Instrucciones:
(a) Transcribe del fragmento sobre el cuerpo y la voz el pasaje que va desde "En las figuras" hasta "en la novela.", ambos incluidos.
(b) De acuerdo con el fragmento sobre el cuerpo y la voz, explica en una a tres oraciones por qué el cuerpo no puede concebirse, desde la mirada moderna y occidental, como el lugar de los límites del sujeto.

Entre lo corpóreo y lo incorpóreo se construye una concepción del vínculo cuerpo-mundo. Dice David Le Breton (2002a) que “existir significa, en primer lugar, moverse en un espacio y en un tiempo. […] A través de la corporeidad, el hombre transforma el mundo en un tejido familiar y coherente disponible para su acción y permeable para su comprensión” (8). El Muerto, ajeno al movimiento y a la acción, posee la voz como única marca de su existencia. Sin embargo, si retomamos la idea de que las tres voces narradoras constituyen a un mismo sujeto, cabe preguntarse cuál es el límite donde estos sujetos están contenidos y cuál es el vínculo interno de las diferentes voces y miradas. Visto así, podría pensarse en la configuración de una persona en capas donde El Otro es la parte más externa, la que palpa el mundo en un vínculo directo entre lo externo y el propio cuerpo; Jursafú, en una capa intermedia, trata de conectar la relación hombre-universo a través de la intervención del pensamiento -de ahí su relación con las palabras- y, El Muerto, es la capa más interna, la capa profunda, es sólo una voz reflexiva que intenta comprender al mundo.

El cuerpo no puede ser concebido desde la mirada moderna y occidental como el lugar de los límites del sujeto, replegado sobre sí mismo, como posesión y marca del individualismo (Le Breton 2002b) ya que la voz excede esos límites, es decir, existe antes y después de la muerte física. Si el cuerpo es una marca de presencia del sujeto, lo que se pone en juego a través de esta voz es el arraigo del universo de los muertos, como algo que existe y que posee las verdades últimas y la sabiduría vedada a los vivos, en el interior del cuerpo vivo y presente.

En las figuras de Jursafú y El Otro el cuerpo aparece ligado a la identidad del sujeto. La temporalidad, y con ella la experiencia, ingresan al texto a través de la materialidad de la carne. Dice El Otro, al recordar su primera salida del pueblo natal, que “con mi cuerpo marcado por copiosos acontecimientos, ahora transito por el pasado y de algún modo me remito al futuro” (17). Pasado, presente y futuro están contenidos en el cuerpo y, justamente, es a través del recuerdo que se estructuran las secuencias narrativas en la novela.

En el cuarto cuaderno, cuando El Otro narra un asalto de militares en el diario donde trabaja, hay un diálogo entre Jursafú y una sombra12 que gira en torno a la relación cuerpo-muerte. Una de las primeras ideas que surgen antes de este diálogo es que el hombre existe antes y después de su presencia física, con lo cual se trama una relación de unidad entre el individuo y el universo. Sin embargo es el cuerpo el que da la conciencia de dicha existencia. Dice El Otro respecto de Jursafú que “No guardaba el mínimo recuerdo de lo que era antes de venir a la tierra; es decir, el universo sólo existía en la medida en que él lo sentía en su vida” (309). De esta manera se solidifica la pertenencia del sujeto a la naturaleza; él es parte y lo mismo y la rotura entre ambos está vinculada al límite que impone el cuerpo.

Conjunto de datos:
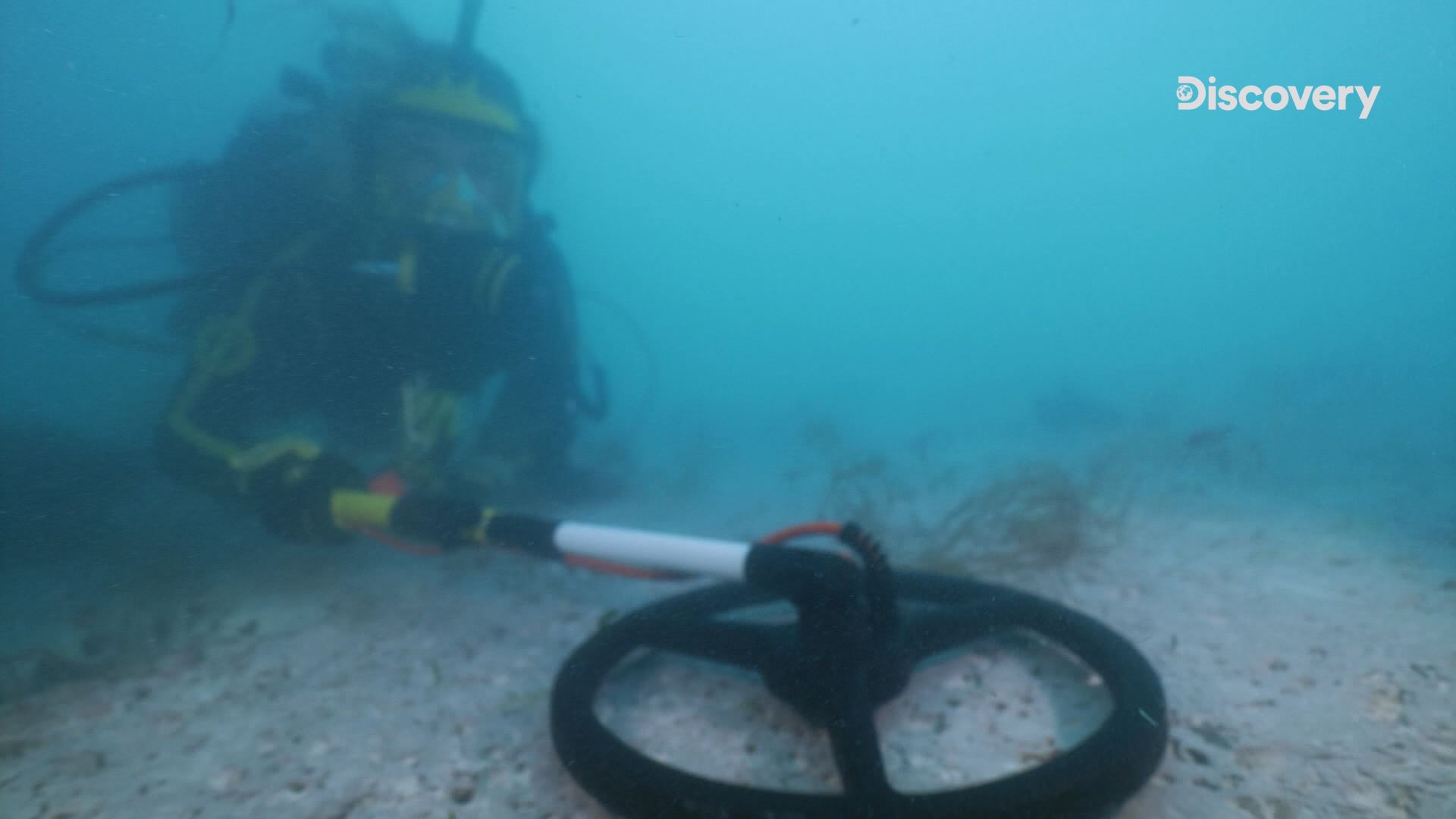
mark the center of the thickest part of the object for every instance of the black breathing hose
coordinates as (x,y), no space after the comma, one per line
(30,265)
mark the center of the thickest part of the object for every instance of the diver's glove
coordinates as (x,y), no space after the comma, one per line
(440,519)
(293,496)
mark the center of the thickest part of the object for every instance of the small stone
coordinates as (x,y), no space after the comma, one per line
(462,792)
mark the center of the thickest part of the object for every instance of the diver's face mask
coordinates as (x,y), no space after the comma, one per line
(444,177)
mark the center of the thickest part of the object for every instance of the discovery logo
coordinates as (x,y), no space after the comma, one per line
(1193,93)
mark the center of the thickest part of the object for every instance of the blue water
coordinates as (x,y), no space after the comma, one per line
(987,221)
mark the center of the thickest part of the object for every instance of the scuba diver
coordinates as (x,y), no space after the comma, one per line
(373,264)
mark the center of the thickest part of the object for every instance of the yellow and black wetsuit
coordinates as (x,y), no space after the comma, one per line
(383,362)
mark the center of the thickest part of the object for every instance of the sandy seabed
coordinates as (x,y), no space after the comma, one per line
(1308,656)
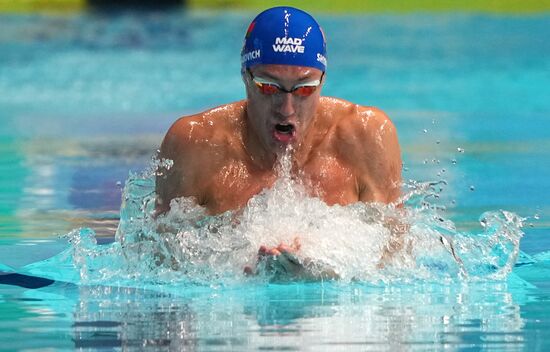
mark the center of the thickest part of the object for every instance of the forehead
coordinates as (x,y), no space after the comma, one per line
(286,72)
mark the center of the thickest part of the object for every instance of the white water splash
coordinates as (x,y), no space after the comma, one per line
(187,245)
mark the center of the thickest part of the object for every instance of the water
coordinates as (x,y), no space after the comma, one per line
(86,98)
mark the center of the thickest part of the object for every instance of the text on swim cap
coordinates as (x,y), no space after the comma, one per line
(292,45)
(322,59)
(251,55)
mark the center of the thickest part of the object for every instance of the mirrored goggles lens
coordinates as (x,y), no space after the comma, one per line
(270,88)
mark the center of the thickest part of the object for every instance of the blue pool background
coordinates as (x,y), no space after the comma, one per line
(85,98)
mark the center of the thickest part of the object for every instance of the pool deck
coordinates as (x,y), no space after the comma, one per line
(345,6)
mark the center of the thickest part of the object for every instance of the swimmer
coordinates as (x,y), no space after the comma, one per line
(222,157)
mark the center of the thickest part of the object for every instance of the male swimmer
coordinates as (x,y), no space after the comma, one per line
(222,157)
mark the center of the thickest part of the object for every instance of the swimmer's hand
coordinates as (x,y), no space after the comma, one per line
(282,263)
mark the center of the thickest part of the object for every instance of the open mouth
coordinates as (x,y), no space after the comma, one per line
(284,128)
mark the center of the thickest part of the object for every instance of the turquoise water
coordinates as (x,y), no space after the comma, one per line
(86,98)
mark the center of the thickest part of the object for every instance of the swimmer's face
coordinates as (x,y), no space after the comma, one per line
(279,118)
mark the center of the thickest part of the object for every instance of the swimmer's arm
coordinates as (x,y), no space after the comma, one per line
(180,179)
(380,168)
(284,263)
(379,159)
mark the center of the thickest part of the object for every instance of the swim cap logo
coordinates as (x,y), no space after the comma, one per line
(322,59)
(251,55)
(288,45)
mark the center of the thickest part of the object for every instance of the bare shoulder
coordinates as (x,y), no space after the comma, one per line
(357,123)
(192,133)
(366,139)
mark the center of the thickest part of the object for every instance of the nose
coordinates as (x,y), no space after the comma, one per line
(286,105)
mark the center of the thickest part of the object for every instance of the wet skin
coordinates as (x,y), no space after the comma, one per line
(343,152)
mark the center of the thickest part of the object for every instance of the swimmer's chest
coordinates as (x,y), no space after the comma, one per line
(233,184)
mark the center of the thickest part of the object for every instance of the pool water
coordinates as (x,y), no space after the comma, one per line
(86,98)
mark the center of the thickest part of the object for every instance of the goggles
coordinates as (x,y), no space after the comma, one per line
(269,88)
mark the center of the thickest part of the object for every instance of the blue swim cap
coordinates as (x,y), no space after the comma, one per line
(285,36)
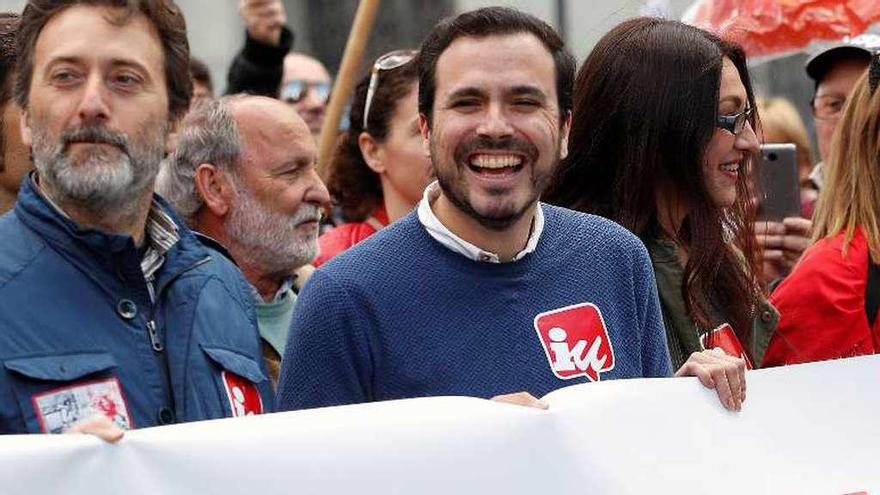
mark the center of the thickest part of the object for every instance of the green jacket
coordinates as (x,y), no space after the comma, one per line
(682,333)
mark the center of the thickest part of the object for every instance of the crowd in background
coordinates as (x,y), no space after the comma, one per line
(494,221)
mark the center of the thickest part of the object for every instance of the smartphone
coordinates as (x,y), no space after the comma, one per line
(777,186)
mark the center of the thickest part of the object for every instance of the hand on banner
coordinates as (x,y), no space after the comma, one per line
(720,371)
(782,244)
(521,399)
(100,426)
(263,19)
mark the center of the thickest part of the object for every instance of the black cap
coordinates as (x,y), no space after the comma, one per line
(861,47)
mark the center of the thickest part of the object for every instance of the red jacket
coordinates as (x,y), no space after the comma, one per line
(822,306)
(348,234)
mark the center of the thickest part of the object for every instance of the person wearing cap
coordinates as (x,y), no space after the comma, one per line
(835,69)
(829,303)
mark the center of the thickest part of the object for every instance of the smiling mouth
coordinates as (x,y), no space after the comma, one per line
(731,168)
(493,164)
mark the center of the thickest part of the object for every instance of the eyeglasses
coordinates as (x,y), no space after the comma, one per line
(735,123)
(828,106)
(296,90)
(389,61)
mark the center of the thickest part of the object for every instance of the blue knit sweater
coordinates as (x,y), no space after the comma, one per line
(400,315)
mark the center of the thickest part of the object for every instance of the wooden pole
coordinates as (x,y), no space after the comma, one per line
(345,79)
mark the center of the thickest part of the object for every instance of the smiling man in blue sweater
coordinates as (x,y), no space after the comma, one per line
(483,290)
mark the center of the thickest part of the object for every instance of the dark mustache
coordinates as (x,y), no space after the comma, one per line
(487,144)
(94,134)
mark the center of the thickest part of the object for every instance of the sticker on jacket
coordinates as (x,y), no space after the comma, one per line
(575,341)
(244,398)
(60,408)
(725,338)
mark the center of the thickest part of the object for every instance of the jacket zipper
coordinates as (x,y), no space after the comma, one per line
(156,340)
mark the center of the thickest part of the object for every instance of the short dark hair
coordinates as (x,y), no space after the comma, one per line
(165,16)
(351,182)
(492,21)
(8,27)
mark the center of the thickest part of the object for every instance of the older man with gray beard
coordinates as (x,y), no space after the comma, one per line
(113,315)
(244,175)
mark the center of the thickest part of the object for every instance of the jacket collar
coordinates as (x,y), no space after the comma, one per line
(98,250)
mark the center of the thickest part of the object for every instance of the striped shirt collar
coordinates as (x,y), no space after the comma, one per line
(447,238)
(161,233)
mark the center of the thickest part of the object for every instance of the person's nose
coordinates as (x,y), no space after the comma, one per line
(495,123)
(93,105)
(317,193)
(747,140)
(313,100)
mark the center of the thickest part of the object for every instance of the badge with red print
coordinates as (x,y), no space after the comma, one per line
(244,398)
(725,338)
(575,341)
(58,409)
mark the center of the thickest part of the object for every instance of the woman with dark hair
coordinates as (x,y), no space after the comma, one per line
(662,142)
(379,169)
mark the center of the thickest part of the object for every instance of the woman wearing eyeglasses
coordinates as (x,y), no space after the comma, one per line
(379,169)
(662,142)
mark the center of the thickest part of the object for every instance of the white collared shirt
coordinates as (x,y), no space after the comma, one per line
(444,236)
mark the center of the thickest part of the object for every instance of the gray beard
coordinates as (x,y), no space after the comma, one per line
(109,181)
(269,240)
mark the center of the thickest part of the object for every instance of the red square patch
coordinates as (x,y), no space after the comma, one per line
(244,398)
(58,409)
(575,341)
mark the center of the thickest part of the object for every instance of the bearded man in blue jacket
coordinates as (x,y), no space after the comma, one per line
(110,307)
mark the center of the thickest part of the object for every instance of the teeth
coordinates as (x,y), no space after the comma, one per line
(496,161)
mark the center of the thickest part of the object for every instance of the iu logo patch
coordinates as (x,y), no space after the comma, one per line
(575,341)
(725,338)
(58,409)
(244,398)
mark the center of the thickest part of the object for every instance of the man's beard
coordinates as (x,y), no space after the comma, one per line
(452,181)
(269,239)
(110,179)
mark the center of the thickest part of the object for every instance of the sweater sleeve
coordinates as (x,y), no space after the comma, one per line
(257,69)
(327,360)
(655,352)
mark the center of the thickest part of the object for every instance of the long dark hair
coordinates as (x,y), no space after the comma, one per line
(351,182)
(645,107)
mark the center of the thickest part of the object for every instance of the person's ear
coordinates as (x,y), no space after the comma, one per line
(214,187)
(171,137)
(425,129)
(373,153)
(563,136)
(27,137)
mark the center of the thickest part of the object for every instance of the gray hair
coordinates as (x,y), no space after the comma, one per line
(208,134)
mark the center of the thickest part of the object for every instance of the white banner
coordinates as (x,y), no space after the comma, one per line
(810,429)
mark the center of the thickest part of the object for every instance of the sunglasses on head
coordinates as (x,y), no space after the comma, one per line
(389,61)
(296,90)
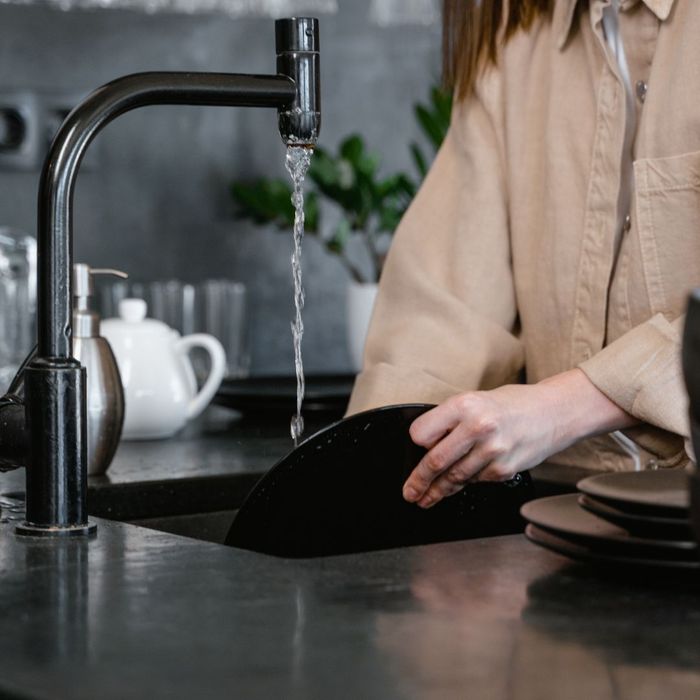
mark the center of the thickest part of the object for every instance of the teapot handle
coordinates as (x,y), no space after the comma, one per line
(216,373)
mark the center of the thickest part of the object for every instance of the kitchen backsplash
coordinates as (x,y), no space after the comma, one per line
(153,198)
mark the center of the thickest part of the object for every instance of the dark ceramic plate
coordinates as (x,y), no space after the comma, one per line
(328,393)
(340,491)
(581,552)
(562,516)
(642,525)
(663,493)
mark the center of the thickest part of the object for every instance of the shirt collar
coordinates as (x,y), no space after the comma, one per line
(564,15)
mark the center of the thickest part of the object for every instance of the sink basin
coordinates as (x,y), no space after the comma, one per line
(202,508)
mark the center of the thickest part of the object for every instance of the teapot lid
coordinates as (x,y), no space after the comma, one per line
(132,317)
(132,310)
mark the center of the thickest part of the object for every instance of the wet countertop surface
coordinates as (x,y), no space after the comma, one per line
(136,613)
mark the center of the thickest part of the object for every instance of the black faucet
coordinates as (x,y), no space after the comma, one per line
(45,430)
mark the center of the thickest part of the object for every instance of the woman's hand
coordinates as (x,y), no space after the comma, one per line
(493,435)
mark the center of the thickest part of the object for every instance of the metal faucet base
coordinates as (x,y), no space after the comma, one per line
(31,530)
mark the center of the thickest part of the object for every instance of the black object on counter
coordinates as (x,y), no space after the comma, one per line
(340,491)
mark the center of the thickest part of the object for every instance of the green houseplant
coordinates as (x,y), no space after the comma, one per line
(368,204)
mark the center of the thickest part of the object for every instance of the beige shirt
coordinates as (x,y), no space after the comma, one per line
(512,257)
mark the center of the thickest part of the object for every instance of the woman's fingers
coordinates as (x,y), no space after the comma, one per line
(437,460)
(483,463)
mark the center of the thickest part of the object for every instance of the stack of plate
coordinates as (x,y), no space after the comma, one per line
(621,518)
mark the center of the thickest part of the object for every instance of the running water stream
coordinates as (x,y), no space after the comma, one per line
(297,163)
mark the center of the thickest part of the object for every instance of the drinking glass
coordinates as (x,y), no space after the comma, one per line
(221,310)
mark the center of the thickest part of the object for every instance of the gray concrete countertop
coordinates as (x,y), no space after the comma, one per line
(135,613)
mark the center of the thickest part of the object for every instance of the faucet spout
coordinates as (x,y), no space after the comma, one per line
(298,57)
(54,382)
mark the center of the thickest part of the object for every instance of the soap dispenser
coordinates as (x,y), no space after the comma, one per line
(105,395)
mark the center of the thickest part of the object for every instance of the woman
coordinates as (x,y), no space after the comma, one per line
(555,239)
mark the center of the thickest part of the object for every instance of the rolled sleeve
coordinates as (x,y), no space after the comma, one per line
(641,373)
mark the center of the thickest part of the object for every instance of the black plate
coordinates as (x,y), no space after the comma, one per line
(642,525)
(580,552)
(663,493)
(325,393)
(340,491)
(562,516)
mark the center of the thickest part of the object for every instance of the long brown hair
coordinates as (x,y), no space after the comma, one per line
(473,31)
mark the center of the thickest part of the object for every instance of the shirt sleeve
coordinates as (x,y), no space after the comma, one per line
(641,372)
(445,316)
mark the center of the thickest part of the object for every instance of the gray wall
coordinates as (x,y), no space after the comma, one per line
(156,201)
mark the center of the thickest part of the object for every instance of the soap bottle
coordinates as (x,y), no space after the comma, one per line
(105,395)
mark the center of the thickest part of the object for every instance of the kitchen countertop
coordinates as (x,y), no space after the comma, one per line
(136,613)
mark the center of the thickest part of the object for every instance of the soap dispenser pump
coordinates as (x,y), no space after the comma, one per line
(105,395)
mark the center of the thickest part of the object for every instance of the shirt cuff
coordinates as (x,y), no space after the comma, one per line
(641,372)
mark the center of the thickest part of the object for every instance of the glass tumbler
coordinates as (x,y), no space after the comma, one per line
(221,310)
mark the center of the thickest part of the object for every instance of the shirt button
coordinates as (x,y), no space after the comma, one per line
(641,88)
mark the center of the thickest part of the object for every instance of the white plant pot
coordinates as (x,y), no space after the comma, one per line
(360,302)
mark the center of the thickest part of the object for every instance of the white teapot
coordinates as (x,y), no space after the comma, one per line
(160,390)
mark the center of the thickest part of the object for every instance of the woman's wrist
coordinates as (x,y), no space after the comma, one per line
(580,409)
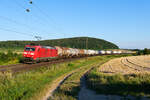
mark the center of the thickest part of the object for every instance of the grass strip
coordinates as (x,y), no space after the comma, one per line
(70,88)
(29,85)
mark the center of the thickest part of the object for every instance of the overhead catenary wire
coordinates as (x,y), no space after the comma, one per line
(10,30)
(45,14)
(31,15)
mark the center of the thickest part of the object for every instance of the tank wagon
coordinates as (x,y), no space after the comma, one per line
(46,53)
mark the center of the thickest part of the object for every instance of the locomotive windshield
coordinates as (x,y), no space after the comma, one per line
(29,49)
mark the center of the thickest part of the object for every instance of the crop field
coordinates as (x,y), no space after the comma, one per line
(127,65)
(125,75)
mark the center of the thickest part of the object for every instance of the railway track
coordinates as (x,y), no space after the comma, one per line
(26,67)
(130,64)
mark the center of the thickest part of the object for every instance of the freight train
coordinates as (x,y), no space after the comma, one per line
(35,54)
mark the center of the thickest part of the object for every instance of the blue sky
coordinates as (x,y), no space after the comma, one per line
(123,22)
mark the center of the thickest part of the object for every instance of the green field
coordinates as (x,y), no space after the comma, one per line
(119,84)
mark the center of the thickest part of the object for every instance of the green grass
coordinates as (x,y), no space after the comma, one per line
(70,88)
(24,86)
(118,84)
(31,85)
(9,57)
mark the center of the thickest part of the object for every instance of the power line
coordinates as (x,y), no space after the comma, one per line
(22,33)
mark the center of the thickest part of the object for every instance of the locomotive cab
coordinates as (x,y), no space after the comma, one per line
(29,53)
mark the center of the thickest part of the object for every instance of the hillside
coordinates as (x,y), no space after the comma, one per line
(77,42)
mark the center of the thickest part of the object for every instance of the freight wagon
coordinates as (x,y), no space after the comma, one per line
(46,53)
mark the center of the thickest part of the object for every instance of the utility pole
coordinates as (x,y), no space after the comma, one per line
(87,43)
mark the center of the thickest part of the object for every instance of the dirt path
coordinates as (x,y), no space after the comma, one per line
(57,83)
(86,94)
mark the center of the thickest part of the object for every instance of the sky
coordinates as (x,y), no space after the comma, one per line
(123,22)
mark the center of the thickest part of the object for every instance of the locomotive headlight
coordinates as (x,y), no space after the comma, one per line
(25,52)
(32,53)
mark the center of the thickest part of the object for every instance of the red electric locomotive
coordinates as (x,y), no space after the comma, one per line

Resultados:
(a)
En las figuras de Jursafú y El Otro el cuerpo aparece ligado a la identidad del sujeto. La temporalidad, y con ella la experiencia, ingresan al texto a través de la materialidad de la carne. Dice El Otro, al recordar su primera salida del pueblo natal, que “con mi cuerpo marcado por copiosos acontecimientos, ahora transito por el pasado y de algún modo me remito al futuro” (17). Pasado, presente y futuro están contenidos en el cuerpo y, justamente, es a través del recuerdo que se estructuran las secuencias narrativas en la novela.

(b) La voz excede esos límites, ya que existe antes y después de la muerte física. Por eso el cuerpo no puede entenderse como algo replegado sobre sí mismo, como posesión y marca del individualismo.